-- begin Records supplied --

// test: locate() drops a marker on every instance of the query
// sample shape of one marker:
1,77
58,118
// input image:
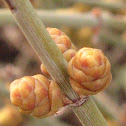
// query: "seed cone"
36,95
10,116
64,44
89,71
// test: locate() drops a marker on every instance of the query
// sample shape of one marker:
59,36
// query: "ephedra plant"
86,73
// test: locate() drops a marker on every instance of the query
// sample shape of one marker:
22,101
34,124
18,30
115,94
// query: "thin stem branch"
54,19
52,58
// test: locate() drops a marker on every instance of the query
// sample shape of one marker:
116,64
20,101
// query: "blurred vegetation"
17,58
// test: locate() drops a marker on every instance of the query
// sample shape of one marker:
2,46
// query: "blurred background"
89,23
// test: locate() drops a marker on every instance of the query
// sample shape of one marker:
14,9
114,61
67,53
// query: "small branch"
102,4
52,58
54,19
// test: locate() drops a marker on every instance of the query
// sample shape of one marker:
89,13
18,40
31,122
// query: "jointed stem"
52,58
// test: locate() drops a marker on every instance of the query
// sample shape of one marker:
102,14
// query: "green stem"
52,58
102,4
54,19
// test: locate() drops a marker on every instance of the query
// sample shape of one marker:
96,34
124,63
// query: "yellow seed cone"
89,71
36,95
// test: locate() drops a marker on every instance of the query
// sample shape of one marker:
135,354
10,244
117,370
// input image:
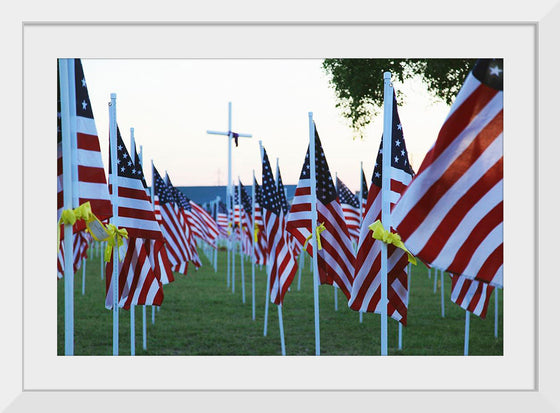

-- end Records supplied --

▶ [Task details]
Copy all of the data above word for word, leaving out the pictures.

▶ [Reply to the task]
// test: locate() drops a marker on every instance of the query
// sample shape of one marker:
1,77
58,118
// input image:
// query: "seed cone"
36,95
10,116
64,44
89,71
// test: locate() drops a marker on every instance of the query
// sample shape of one marker:
59,36
// query: "ephedra plant"
86,73
// test: locate() drops a marker on every instance of the query
// sample shape of one marker:
22,101
34,124
18,30
115,94
// query: "thin stem branch"
54,19
52,58
// test: locate() drops a marker on every instance of the query
// sample shape of one marker:
116,64
20,101
// query: "blurred vegetation"
17,58
// test: locate() drops a marker on every instance of the query
// sample shape of one marker:
2,46
// query: "blurred background"
89,23
// test: locate() drops a marker on every instance of the query
// sample shape of one marker:
14,9
114,61
67,53
// query: "small branch"
102,4
52,58
54,19
// test: locate() drops a marker on every instance of the query
// sample shape of one marker:
89,13
18,40
31,122
// query: "jointed stem"
52,58
// test: locate() drops a marker on every instance of the query
// sample shape of one marker:
102,14
// query: "green stem"
52,58
102,4
54,19
// test: locate() drops a marker on every instance of the query
// sample shape of one marker:
96,34
124,63
// query: "yellow seed cone"
89,71
36,95
// test: locate() drops a marker on every instance of the query
// sample shape of one marker:
135,354
10,244
117,370
// input image:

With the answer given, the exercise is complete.